Entries shown Start Marker

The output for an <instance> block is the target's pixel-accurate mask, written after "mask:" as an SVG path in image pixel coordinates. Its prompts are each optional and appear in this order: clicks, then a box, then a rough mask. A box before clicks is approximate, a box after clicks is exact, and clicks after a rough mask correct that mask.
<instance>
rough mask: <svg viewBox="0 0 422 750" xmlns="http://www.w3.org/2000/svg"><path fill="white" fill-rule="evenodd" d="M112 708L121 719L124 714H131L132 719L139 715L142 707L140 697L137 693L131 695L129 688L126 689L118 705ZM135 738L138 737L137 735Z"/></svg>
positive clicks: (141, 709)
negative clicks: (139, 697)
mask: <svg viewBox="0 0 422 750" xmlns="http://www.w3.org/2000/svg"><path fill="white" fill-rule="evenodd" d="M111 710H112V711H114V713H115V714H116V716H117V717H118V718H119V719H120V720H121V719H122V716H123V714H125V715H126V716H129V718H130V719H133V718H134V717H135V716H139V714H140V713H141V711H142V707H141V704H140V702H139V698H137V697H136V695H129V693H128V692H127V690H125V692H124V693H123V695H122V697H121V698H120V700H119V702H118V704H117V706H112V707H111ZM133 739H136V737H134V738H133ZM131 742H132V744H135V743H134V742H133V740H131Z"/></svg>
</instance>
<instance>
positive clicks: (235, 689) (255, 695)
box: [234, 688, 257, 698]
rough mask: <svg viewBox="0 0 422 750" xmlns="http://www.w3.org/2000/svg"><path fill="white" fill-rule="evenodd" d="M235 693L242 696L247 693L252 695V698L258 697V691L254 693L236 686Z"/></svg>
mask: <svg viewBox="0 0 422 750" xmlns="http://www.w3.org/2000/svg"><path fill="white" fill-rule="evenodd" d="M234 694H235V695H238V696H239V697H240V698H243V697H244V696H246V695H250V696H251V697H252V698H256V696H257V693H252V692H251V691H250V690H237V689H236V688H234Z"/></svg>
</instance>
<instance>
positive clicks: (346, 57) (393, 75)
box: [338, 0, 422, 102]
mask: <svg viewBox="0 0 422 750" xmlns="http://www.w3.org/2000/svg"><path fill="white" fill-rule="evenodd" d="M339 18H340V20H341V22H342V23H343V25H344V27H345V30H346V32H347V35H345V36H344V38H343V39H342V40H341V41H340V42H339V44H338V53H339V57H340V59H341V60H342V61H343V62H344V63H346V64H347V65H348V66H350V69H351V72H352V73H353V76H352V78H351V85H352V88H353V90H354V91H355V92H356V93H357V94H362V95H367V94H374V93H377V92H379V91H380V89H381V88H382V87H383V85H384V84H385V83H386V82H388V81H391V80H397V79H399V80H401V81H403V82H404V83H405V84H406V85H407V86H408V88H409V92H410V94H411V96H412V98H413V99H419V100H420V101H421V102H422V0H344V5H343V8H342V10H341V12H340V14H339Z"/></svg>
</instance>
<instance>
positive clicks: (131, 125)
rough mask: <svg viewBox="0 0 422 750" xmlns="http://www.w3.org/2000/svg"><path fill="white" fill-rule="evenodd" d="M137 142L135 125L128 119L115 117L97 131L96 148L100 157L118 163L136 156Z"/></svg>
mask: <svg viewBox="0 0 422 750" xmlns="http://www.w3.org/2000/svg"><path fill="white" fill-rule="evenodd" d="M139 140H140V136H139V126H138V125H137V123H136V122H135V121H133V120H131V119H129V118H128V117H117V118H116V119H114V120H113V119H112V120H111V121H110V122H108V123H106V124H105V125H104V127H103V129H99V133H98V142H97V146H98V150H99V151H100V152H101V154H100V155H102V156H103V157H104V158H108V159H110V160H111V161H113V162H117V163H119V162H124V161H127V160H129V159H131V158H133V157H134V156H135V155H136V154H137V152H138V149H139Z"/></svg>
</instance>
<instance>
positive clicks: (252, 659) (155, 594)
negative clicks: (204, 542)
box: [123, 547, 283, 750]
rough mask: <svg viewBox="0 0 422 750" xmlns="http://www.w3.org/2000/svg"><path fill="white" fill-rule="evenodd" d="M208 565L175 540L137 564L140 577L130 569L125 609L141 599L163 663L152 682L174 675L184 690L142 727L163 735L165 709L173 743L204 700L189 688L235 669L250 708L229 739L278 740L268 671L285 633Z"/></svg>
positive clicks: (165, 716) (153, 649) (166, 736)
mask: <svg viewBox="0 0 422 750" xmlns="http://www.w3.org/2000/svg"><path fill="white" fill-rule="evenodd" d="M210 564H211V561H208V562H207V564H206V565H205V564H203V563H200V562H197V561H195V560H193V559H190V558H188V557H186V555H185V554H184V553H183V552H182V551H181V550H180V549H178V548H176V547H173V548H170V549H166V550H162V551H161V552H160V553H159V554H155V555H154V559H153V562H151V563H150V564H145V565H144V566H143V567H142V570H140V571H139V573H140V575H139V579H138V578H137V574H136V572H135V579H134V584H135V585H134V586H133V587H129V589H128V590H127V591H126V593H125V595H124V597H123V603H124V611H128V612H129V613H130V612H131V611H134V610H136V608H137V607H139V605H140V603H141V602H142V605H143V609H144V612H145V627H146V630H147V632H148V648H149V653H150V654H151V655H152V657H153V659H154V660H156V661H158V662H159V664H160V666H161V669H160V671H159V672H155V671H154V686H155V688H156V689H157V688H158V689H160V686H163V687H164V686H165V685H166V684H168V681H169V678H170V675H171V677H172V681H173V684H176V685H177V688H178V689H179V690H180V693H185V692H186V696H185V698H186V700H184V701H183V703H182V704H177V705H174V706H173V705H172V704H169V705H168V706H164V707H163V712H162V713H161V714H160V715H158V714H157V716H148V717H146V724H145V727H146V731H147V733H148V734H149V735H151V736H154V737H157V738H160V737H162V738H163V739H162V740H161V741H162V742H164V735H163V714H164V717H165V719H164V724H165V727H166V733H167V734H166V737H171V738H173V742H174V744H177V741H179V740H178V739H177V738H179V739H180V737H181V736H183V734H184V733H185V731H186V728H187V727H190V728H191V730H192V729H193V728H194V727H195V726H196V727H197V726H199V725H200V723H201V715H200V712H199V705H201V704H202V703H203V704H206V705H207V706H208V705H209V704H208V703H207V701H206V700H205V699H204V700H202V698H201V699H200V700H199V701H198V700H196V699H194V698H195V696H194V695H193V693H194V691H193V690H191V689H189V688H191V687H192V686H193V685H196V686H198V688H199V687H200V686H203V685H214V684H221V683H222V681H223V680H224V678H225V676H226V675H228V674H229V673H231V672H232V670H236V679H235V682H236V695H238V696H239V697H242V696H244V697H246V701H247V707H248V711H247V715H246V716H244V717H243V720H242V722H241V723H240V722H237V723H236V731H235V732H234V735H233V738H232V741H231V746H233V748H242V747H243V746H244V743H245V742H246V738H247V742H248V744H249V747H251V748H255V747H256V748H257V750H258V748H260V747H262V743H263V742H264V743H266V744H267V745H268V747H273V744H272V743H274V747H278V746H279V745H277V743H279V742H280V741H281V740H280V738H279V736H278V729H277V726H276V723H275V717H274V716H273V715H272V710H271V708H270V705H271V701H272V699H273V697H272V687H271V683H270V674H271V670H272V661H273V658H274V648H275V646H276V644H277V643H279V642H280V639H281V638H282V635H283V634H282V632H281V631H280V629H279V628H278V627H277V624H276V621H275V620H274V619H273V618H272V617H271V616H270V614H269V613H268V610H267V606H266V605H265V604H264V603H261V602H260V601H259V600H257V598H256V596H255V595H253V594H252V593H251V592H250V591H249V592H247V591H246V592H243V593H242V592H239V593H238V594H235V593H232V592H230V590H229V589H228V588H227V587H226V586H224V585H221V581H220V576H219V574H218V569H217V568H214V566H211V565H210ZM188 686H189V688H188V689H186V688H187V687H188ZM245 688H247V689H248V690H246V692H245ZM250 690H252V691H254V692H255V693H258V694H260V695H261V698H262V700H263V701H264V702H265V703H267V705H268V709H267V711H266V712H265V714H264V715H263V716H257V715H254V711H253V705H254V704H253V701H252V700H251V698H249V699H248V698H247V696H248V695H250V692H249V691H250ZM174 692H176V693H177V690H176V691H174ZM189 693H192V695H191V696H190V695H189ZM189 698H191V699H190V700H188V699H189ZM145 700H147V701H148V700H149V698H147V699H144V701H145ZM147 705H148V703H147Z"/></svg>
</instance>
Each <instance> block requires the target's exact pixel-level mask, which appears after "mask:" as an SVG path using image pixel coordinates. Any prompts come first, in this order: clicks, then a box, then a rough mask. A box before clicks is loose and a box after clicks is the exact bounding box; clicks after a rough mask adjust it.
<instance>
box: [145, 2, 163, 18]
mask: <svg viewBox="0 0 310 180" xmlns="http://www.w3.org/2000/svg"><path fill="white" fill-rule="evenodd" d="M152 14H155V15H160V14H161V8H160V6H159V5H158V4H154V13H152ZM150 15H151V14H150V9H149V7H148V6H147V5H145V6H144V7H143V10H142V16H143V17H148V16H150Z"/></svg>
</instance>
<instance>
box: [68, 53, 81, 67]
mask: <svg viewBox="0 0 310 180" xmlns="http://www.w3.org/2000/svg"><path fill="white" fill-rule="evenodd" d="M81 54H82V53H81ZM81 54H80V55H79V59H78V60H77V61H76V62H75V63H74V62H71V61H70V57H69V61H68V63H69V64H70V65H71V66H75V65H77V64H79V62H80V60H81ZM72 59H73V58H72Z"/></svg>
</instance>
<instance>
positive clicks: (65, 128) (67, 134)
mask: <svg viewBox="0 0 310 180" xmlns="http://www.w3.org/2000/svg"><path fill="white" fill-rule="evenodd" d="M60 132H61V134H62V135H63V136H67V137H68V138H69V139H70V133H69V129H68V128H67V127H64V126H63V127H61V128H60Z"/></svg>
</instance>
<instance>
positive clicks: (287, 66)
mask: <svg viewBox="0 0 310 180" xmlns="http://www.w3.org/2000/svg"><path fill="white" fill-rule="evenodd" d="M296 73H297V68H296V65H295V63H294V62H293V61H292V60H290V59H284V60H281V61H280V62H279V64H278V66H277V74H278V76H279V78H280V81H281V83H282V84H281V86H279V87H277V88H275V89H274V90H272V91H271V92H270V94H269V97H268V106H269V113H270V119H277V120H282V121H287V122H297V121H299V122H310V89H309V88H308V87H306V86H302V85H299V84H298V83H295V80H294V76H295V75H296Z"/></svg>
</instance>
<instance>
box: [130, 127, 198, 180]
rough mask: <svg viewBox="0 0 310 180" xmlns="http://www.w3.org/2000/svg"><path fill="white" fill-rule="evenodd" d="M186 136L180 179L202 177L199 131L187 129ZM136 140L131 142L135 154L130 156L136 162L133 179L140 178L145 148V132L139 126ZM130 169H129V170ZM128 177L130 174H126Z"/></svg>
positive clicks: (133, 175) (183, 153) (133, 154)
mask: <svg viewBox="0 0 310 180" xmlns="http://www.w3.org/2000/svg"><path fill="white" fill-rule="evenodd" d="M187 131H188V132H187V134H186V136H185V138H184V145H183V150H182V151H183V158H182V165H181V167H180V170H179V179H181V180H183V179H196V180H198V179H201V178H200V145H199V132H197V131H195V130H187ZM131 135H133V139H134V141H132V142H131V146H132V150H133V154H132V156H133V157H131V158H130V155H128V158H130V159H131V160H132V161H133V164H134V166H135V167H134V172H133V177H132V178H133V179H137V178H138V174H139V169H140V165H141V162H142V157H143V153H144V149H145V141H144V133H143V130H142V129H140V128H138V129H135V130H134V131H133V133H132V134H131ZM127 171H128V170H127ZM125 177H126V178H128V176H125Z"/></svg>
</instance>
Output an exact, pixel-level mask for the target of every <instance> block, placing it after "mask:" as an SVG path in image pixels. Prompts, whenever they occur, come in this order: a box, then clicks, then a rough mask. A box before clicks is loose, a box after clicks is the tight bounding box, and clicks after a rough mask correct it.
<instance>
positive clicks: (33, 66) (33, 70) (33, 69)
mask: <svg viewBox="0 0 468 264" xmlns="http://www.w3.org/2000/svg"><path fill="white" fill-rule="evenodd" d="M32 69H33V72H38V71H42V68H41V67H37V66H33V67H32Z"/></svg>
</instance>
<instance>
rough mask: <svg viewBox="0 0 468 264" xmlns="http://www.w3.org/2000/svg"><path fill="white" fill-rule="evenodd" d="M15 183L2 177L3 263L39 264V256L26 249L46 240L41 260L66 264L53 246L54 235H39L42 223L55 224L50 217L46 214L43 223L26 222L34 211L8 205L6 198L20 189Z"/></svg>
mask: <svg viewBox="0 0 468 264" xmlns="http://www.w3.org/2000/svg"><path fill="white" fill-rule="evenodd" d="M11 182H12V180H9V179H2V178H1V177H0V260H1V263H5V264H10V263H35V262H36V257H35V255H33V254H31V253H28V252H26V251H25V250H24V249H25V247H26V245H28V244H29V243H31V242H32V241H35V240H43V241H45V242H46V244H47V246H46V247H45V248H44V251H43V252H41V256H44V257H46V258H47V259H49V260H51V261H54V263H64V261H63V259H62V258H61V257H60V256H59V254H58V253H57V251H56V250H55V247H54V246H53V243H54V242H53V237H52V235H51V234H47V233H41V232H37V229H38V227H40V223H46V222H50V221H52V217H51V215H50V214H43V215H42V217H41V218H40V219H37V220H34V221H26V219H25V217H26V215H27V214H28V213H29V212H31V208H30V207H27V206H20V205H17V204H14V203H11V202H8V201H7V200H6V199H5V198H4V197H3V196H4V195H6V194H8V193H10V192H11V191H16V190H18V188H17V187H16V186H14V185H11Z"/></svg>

Entries shown End Marker

[Problem]:
What you give back should be exactly the lines of the data above from the line with "positive clicks: (235, 689) (255, 695)" through the line with "positive clicks: (131, 125)", both of those included, and nothing more.

[Exercise answer]:
positive clicks: (235, 689) (255, 695)
box: [234, 688, 257, 698]
rough mask: <svg viewBox="0 0 422 750" xmlns="http://www.w3.org/2000/svg"><path fill="white" fill-rule="evenodd" d="M235 693L242 696L247 693L252 695V698L258 697V691L254 693L236 686Z"/></svg>
mask: <svg viewBox="0 0 422 750" xmlns="http://www.w3.org/2000/svg"><path fill="white" fill-rule="evenodd" d="M234 694H235V695H238V696H239V697H240V698H243V697H244V696H246V695H250V696H251V697H252V698H256V696H257V693H252V692H251V691H250V690H237V689H236V688H234Z"/></svg>
</instance>
<instance>
positive clicks: (346, 57) (393, 75)
box: [338, 0, 422, 102]
mask: <svg viewBox="0 0 422 750" xmlns="http://www.w3.org/2000/svg"><path fill="white" fill-rule="evenodd" d="M339 18H340V20H341V22H342V23H343V25H344V27H345V30H346V32H347V35H345V36H344V38H343V39H342V40H341V41H340V42H339V44H338V53H339V57H340V59H341V60H342V61H343V62H344V63H346V64H347V65H348V66H350V69H351V72H352V73H353V76H352V78H351V85H352V88H353V90H354V91H355V92H356V93H357V94H362V95H367V94H374V93H377V92H379V91H380V89H381V88H382V87H383V85H384V84H385V83H386V82H388V81H391V80H397V79H399V80H401V81H403V82H404V83H405V84H406V85H407V86H408V88H409V92H410V94H411V96H412V98H413V99H419V100H420V101H421V102H422V0H344V5H343V8H342V10H341V12H340V14H339Z"/></svg>
</instance>
<instance>
positive clicks: (131, 125)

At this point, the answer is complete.